→ Aim of the exercise
Please return every record exactly as written, leaving out the pictures.

***** Given data *****

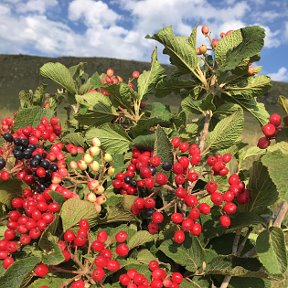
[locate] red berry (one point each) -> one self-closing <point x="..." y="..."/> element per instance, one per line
<point x="41" y="270"/>
<point x="157" y="217"/>
<point x="122" y="249"/>
<point x="275" y="119"/>
<point x="225" y="221"/>
<point x="179" y="236"/>
<point x="98" y="274"/>
<point x="7" y="262"/>
<point x="176" y="217"/>
<point x="121" y="236"/>
<point x="269" y="130"/>
<point x="69" y="236"/>
<point x="263" y="142"/>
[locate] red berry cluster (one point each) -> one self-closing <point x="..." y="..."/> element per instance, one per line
<point x="31" y="215"/>
<point x="134" y="279"/>
<point x="270" y="130"/>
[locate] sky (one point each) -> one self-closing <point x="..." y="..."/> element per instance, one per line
<point x="117" y="28"/>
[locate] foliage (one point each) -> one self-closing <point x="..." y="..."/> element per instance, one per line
<point x="132" y="185"/>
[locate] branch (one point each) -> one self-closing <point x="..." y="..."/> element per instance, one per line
<point x="205" y="130"/>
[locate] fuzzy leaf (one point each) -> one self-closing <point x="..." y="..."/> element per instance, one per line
<point x="276" y="163"/>
<point x="60" y="74"/>
<point x="113" y="138"/>
<point x="181" y="52"/>
<point x="74" y="209"/>
<point x="227" y="131"/>
<point x="148" y="79"/>
<point x="270" y="247"/>
<point x="31" y="116"/>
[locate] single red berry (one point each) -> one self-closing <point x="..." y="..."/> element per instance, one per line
<point x="275" y="119"/>
<point x="153" y="264"/>
<point x="269" y="130"/>
<point x="98" y="274"/>
<point x="177" y="218"/>
<point x="7" y="262"/>
<point x="263" y="142"/>
<point x="179" y="236"/>
<point x="41" y="270"/>
<point x="157" y="217"/>
<point x="225" y="221"/>
<point x="121" y="236"/>
<point x="122" y="249"/>
<point x="230" y="208"/>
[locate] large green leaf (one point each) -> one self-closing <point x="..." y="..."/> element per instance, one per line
<point x="189" y="254"/>
<point x="121" y="95"/>
<point x="31" y="116"/>
<point x="227" y="131"/>
<point x="148" y="79"/>
<point x="73" y="210"/>
<point x="249" y="87"/>
<point x="276" y="163"/>
<point x="60" y="74"/>
<point x="263" y="190"/>
<point x="181" y="52"/>
<point x="270" y="247"/>
<point x="239" y="45"/>
<point x="113" y="138"/>
<point x="16" y="273"/>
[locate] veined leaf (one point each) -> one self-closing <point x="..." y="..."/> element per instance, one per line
<point x="270" y="247"/>
<point x="181" y="52"/>
<point x="249" y="87"/>
<point x="239" y="45"/>
<point x="227" y="131"/>
<point x="148" y="79"/>
<point x="60" y="74"/>
<point x="113" y="138"/>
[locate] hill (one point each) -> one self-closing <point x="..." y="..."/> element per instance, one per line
<point x="21" y="72"/>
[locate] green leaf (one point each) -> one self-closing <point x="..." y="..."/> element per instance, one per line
<point x="145" y="142"/>
<point x="181" y="52"/>
<point x="140" y="238"/>
<point x="50" y="281"/>
<point x="263" y="190"/>
<point x="190" y="105"/>
<point x="113" y="138"/>
<point x="258" y="110"/>
<point x="189" y="254"/>
<point x="239" y="45"/>
<point x="227" y="131"/>
<point x="74" y="209"/>
<point x="9" y="190"/>
<point x="170" y="84"/>
<point x="163" y="146"/>
<point x="148" y="79"/>
<point x="121" y="95"/>
<point x="60" y="74"/>
<point x="276" y="163"/>
<point x="74" y="138"/>
<point x="270" y="247"/>
<point x="31" y="116"/>
<point x="249" y="87"/>
<point x="55" y="255"/>
<point x="18" y="271"/>
<point x="283" y="102"/>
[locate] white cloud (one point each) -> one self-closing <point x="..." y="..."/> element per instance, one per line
<point x="280" y="75"/>
<point x="38" y="6"/>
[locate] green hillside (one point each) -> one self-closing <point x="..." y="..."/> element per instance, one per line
<point x="20" y="72"/>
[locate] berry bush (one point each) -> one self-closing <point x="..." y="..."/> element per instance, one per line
<point x="124" y="192"/>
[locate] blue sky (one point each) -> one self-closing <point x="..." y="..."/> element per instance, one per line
<point x="117" y="28"/>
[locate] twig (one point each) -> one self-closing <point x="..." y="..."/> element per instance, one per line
<point x="205" y="129"/>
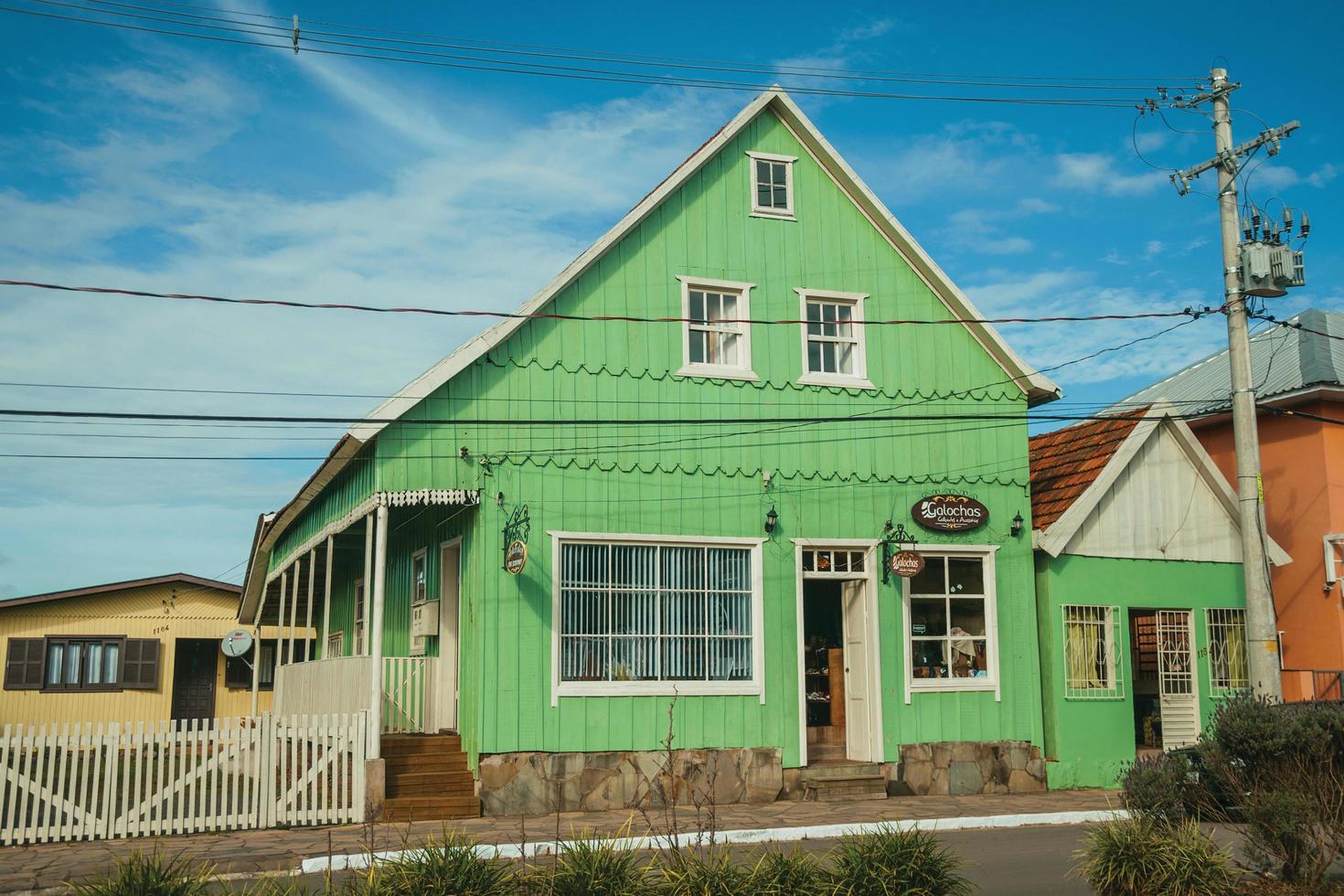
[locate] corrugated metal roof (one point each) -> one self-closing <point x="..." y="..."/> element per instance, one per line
<point x="1283" y="360"/>
<point x="1064" y="463"/>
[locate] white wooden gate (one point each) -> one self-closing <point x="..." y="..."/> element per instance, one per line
<point x="1179" y="692"/>
<point x="66" y="782"/>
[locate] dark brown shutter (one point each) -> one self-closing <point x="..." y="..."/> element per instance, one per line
<point x="140" y="664"/>
<point x="23" y="664"/>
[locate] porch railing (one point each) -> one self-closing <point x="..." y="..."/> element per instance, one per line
<point x="342" y="684"/>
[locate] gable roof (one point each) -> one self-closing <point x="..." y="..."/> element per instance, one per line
<point x="172" y="578"/>
<point x="1284" y="361"/>
<point x="1074" y="468"/>
<point x="1038" y="387"/>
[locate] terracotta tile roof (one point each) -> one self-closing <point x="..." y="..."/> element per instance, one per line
<point x="1064" y="463"/>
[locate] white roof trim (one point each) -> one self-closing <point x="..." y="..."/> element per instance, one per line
<point x="1161" y="414"/>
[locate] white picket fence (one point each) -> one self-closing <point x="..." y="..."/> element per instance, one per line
<point x="63" y="782"/>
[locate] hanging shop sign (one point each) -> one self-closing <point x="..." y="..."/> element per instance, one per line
<point x="515" y="558"/>
<point x="949" y="512"/>
<point x="907" y="564"/>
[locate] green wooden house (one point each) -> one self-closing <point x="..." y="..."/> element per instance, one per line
<point x="1138" y="590"/>
<point x="566" y="527"/>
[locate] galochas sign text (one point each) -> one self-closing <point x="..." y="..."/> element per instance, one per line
<point x="949" y="512"/>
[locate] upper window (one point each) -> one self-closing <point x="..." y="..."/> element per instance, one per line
<point x="1092" y="658"/>
<point x="772" y="185"/>
<point x="717" y="336"/>
<point x="952" y="632"/>
<point x="657" y="615"/>
<point x="832" y="338"/>
<point x="1227" y="664"/>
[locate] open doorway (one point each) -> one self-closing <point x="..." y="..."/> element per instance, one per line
<point x="837" y="664"/>
<point x="1166" y="693"/>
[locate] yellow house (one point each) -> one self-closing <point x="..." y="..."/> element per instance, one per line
<point x="142" y="650"/>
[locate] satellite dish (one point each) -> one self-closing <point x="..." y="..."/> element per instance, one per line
<point x="237" y="643"/>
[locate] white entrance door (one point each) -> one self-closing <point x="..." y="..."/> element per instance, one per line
<point x="857" y="692"/>
<point x="449" y="597"/>
<point x="1179" y="690"/>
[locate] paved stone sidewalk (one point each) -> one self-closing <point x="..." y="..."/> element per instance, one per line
<point x="53" y="864"/>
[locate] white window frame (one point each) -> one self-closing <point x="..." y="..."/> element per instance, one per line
<point x="718" y="371"/>
<point x="859" y="379"/>
<point x="1115" y="688"/>
<point x="750" y="687"/>
<point x="1214" y="618"/>
<point x="987" y="552"/>
<point x="771" y="211"/>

*****

→ Exercise response
[locate] red berry (one point each) -> one self-closing <point x="..." y="..."/> element per instance, one per line
<point x="41" y="270"/>
<point x="157" y="217"/>
<point x="122" y="249"/>
<point x="275" y="119"/>
<point x="225" y="221"/>
<point x="179" y="236"/>
<point x="98" y="274"/>
<point x="7" y="262"/>
<point x="176" y="217"/>
<point x="121" y="236"/>
<point x="269" y="130"/>
<point x="69" y="236"/>
<point x="263" y="142"/>
[locate] red berry cluster (one point each) -> one self-closing <point x="..." y="..."/> element per instance, one per line
<point x="31" y="215"/>
<point x="134" y="279"/>
<point x="270" y="130"/>
[locate] sky (one point each) -> one self-closing <point x="..." y="..."/> element per instance, one per line
<point x="117" y="28"/>
[locate] foliage (one point each) -> one self-closing <point x="..." y="..."/> element per instance, one per line
<point x="132" y="185"/>
[locate] branch (one point each) -> one self-closing <point x="..." y="..."/> element per instance, one per line
<point x="205" y="130"/>
[locate] fuzzy leaf (one point each) -> one self-closing <point x="..." y="..."/> element per instance, one per line
<point x="276" y="163"/>
<point x="60" y="74"/>
<point x="113" y="138"/>
<point x="181" y="52"/>
<point x="74" y="209"/>
<point x="227" y="131"/>
<point x="148" y="79"/>
<point x="270" y="247"/>
<point x="31" y="116"/>
[locate] single red berry (one point each) -> one self-closing <point x="..." y="..."/> element per instance, one per line
<point x="275" y="119"/>
<point x="153" y="264"/>
<point x="269" y="130"/>
<point x="98" y="274"/>
<point x="177" y="218"/>
<point x="7" y="262"/>
<point x="263" y="142"/>
<point x="179" y="236"/>
<point x="41" y="270"/>
<point x="157" y="217"/>
<point x="225" y="221"/>
<point x="121" y="236"/>
<point x="122" y="249"/>
<point x="230" y="208"/>
[locate] large green leaf (one point each) -> one self-closing <point x="..." y="..."/> element per instance, one per line
<point x="189" y="254"/>
<point x="121" y="95"/>
<point x="31" y="116"/>
<point x="227" y="131"/>
<point x="148" y="79"/>
<point x="73" y="210"/>
<point x="249" y="87"/>
<point x="276" y="163"/>
<point x="60" y="74"/>
<point x="263" y="190"/>
<point x="181" y="52"/>
<point x="270" y="247"/>
<point x="239" y="45"/>
<point x="113" y="138"/>
<point x="16" y="273"/>
[locate] veined leaf (one point each) -> one self-closing <point x="..." y="..."/> element per instance, one per line
<point x="270" y="247"/>
<point x="181" y="52"/>
<point x="249" y="87"/>
<point x="239" y="45"/>
<point x="227" y="131"/>
<point x="148" y="79"/>
<point x="60" y="74"/>
<point x="113" y="138"/>
[locate] hill (one point each) -> one self-closing <point x="..." y="..."/> element per instance, one per line
<point x="21" y="72"/>
[locate] green leaf (one point each) -> one self-closing <point x="..." y="..."/> element per instance, one per line
<point x="145" y="142"/>
<point x="181" y="52"/>
<point x="140" y="238"/>
<point x="50" y="281"/>
<point x="263" y="190"/>
<point x="190" y="105"/>
<point x="113" y="138"/>
<point x="258" y="110"/>
<point x="189" y="254"/>
<point x="239" y="45"/>
<point x="227" y="131"/>
<point x="74" y="209"/>
<point x="9" y="190"/>
<point x="170" y="84"/>
<point x="163" y="146"/>
<point x="148" y="79"/>
<point x="121" y="95"/>
<point x="60" y="74"/>
<point x="276" y="163"/>
<point x="74" y="138"/>
<point x="270" y="247"/>
<point x="31" y="116"/>
<point x="249" y="87"/>
<point x="55" y="255"/>
<point x="18" y="271"/>
<point x="283" y="102"/>
[locate] white cloud (one point each) -> one self-closing <point x="..." y="..."/> element per instance, one per line
<point x="280" y="75"/>
<point x="38" y="6"/>
[locate] green hillside (one point each) -> one self-closing <point x="..." y="..."/> element per instance, one per line
<point x="20" y="72"/>
[locate] berry bush (one point each) -> one self-closing <point x="..." y="..."/> element per instance, one per line
<point x="124" y="192"/>
[locate] blue sky (one point each) -> one self-closing <point x="..." y="..."/> element per instance, one per line
<point x="117" y="28"/>
[locate] twig (one point each) -> one self-closing <point x="..." y="..."/> element per instance, one per line
<point x="205" y="129"/>
[locate] corrugated metal roof (one point each) -> one self-closing <point x="..." y="..."/> element per instance, one per line
<point x="1283" y="360"/>
<point x="1064" y="463"/>
[locate] white wooden gate (one point each) -> one self-closing <point x="..." y="..."/> element per instance, one per line
<point x="1179" y="692"/>
<point x="66" y="782"/>
[locate] dark brown shutter (one point each) -> one self-closing <point x="..." y="..."/> element per instance, one per line
<point x="140" y="664"/>
<point x="23" y="664"/>
[locate] porch railing (one point each) -> one self-closing <point x="..." y="..."/> element per instance, one per line
<point x="342" y="684"/>
[locate] gable roof (one point each) -> one self-closing <point x="..." y="..."/> element per instance, one per line
<point x="172" y="578"/>
<point x="1284" y="361"/>
<point x="1074" y="468"/>
<point x="1038" y="387"/>
[locate] terracotta tile roof (one point each) -> one self-closing <point x="..." y="..."/> element per instance, one per line
<point x="1064" y="463"/>
[locate] white roof trim (one point each) -> one self-closing <point x="..." y="..."/> element per instance, one per line
<point x="1161" y="414"/>
[locate] white picket fence (one point each) -> one self-closing <point x="..." y="..."/> element per instance, one per line
<point x="63" y="782"/>
[locate] hanging shop sign (one point each) -> one self-closing <point x="..." y="..."/> element per instance, one per line
<point x="515" y="558"/>
<point x="949" y="512"/>
<point x="907" y="564"/>
[locate] green wooden house (one point each) -> one self-closing <point x="..." y="..."/> element per instance, one per line
<point x="1138" y="590"/>
<point x="566" y="527"/>
[locate] galochas sign text (one point each) -> one self-closing <point x="..." y="..."/> element per instance, one per line
<point x="949" y="512"/>
[locate] upper window (one point each) -> one self-closing <point x="..." y="..."/> element per instance, one per line
<point x="1092" y="658"/>
<point x="772" y="185"/>
<point x="717" y="336"/>
<point x="952" y="632"/>
<point x="657" y="615"/>
<point x="832" y="338"/>
<point x="1227" y="664"/>
[locate] open doorway (one point each) -> one self-closing <point x="..." y="..."/> element per instance, one per line
<point x="837" y="664"/>
<point x="1166" y="693"/>
[locate] yellow house (one point each) -> one self-closing <point x="..." y="..."/> element per instance, one per line
<point x="142" y="650"/>
[locate] satellite dish (one point each) -> one self-closing <point x="..." y="..."/> element per instance, one per line
<point x="237" y="643"/>
[locate] white entrance door (one point each) -> one self-closing <point x="..." y="..."/> element per instance, one per line
<point x="857" y="692"/>
<point x="449" y="597"/>
<point x="1179" y="690"/>
[locate] paved stone sidewalk (one point each) -> one self-closing <point x="..." y="..."/> element per instance, one per line
<point x="53" y="864"/>
[locate] white window frame (one point each) -> one self-closing <point x="..." y="..."/> element per instance, one per line
<point x="718" y="371"/>
<point x="859" y="379"/>
<point x="1115" y="688"/>
<point x="750" y="687"/>
<point x="1214" y="618"/>
<point x="987" y="552"/>
<point x="771" y="211"/>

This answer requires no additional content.